_SOURCE PASSAGE_.
** start **

How does a minority or "ethnic" author deal with this "very feeling of being an outsider" which Barolini discusses above? There are as many ways as there are genres of ethnic narrative. One of these ways is to compose an autobiography, to look back on one's own past as an "ethnic outsider" attempting to find a place in mainstream American society. But in a prior issue of MELUS, Petra Fachinger notes that such an ethnic autobiographer runs the danger of "creating an ethnic other," of deforming him or herself into some unattractive figure who cannot potentially take part in what she tells us that Bakhtinian scholar Jennifer Browdy De Hernandez called "a dialogue between collective ethnic memory and individual memory" (125). Certainly this critique of autobiography has validity; how many autobiographers are truly honest even with themselves, let alone with their readers, about themselves in narrative? Bearing in mind how difficult this honesty is, as well as how humorless much autobiography is, I would like to examine another way to characterize this ethnic otherness through the use of ethnic humor, an excellent means of coping with the individual experiencing such "otherness." An author can mitigate a sense of alienating otherness through the creation of a hyper-ethnicized narrator, a kind of "funkier-than-thou" wisdom or trickster figure who philosophizes about concerns relevant to all readers, not simply to those who are members of his or her own ethnic group.

Recently, Fred L. Gardaphe has published Moustache Pete is Dead!: Evivva Baffo Pietro!, a compilation of columns which appeared in Chicago's Fra Noi, during the 1980s when Gardaphe was Arts and Culture editor. Fra Noi is a monthly Italian American newspaper distributed mainly in the Chicago area, so one can assume that this character appealed primarily to an Italian American audience. "Moustache Pete" was a creation of the author, based upon a first generation Italian American immigrant man. Like other colorful social commentators, this "pasta-box" philosopher offers his heavily dialecticized view of the American "new world" in contrast to the Italian world he remembers. Clearly, this hyper-ethnicized narrator is not a traditional autobiographical figure.

Moustache Pete's origins can be generically traced to one of the greatest poet/authors of the twentieth century, Langston Hughes, and his own Harlem "juke-box" philosopher, the jazzy beer-drinking Jesse P. Simple. Like Moustache Pete, Jesse P. Simple is a hyper-ethnicized narrator, who appeared in a serialized column in both The New York Post and The Chicago Defender through the late 1950s and early 1960s. Jess Simple also presents a kind of folk wisdom about current events and fairly complex cultural realities. "Ace-boy Simple" appeared to a diverse audience via the mainstream Post as well as a primarily African American readership through the columns in the Defender. Through comparison and contrast of these two trickster figures, we will examine the purpose and function of the hyper-ethnicized narrator. (1)

Besides formal and thematic similarities, these two texts can be compared on the grounds of their use of humor. Writing about the use of humor in an ethnic context, John Lowe stated, "The post-modern ethnic writer ruthlessly exposes social ills, but deflects the pathetic in order to focus on the absurd" (110).

** end **

_PROVIDED RECORDS_.
** start **

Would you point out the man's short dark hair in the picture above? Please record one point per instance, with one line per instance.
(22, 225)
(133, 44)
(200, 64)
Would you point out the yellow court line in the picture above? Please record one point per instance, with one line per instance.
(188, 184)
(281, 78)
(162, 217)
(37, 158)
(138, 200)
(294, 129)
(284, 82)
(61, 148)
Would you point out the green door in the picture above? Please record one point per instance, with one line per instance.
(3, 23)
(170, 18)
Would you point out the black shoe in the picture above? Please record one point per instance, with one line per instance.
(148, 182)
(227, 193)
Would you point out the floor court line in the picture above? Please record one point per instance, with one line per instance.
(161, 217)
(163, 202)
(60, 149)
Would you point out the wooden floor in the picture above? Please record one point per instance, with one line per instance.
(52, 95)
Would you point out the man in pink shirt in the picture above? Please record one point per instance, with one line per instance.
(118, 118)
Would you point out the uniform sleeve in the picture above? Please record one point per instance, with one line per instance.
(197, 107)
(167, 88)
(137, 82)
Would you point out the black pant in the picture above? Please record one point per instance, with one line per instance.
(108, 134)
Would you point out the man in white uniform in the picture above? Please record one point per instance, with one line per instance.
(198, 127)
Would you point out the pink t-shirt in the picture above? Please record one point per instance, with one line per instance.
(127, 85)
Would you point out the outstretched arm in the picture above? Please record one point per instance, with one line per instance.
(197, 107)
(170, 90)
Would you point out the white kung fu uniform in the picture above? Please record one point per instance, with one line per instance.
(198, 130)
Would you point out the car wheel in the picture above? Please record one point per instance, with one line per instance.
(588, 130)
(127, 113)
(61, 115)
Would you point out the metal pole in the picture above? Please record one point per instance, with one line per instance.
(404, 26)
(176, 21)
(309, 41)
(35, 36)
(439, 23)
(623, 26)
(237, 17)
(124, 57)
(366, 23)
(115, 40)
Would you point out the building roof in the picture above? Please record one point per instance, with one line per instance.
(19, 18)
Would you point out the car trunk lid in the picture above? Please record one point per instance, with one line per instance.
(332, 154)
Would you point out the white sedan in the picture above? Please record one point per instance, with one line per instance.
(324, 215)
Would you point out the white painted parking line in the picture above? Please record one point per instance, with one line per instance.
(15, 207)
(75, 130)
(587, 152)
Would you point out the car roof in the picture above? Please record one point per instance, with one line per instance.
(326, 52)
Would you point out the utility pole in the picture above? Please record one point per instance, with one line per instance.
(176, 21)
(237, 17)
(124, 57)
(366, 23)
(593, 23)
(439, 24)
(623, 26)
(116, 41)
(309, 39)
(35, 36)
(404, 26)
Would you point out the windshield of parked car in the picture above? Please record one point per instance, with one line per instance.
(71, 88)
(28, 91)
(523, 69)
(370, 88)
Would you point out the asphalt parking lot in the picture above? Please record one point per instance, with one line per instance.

** end **

_WORK TO DO_.
1/ Reproduce the passage on ethnic humor word for word, starting with "Recently, Fred L." and going on through "traditional autobiographical figure.".
2/ Count the lines of the entries that contain the word "pink", and give only the number.
The passage on ethnic humor and the entries have no connection to each other.

_SET OF ANSWERS_.
1/
Recently, Fred L. Gardaphe has published Moustache Pete is Dead!: Evivva Baffo Pietro!, a compilation of columns which appeared in Chicago's Fra Noi, during the 1980s when Gardaphe was Arts and Culture editor. Fra Noi is a monthly Italian American newspaper distributed mainly in the Chicago area, so one can assume that this character appealed primarily to an Italian American audience. "Moustache Pete" was a creation of the author, based upon a first generation Italian American immigrant man. Like other colorful social commentators, this "pasta-box" philosopher offers his heavily dialecticized view of the American "new world" in contrast to the Italian world he remembers. Clearly, this hyper-ethnicized narrator is not a traditional autobiographical figure.

2/ 2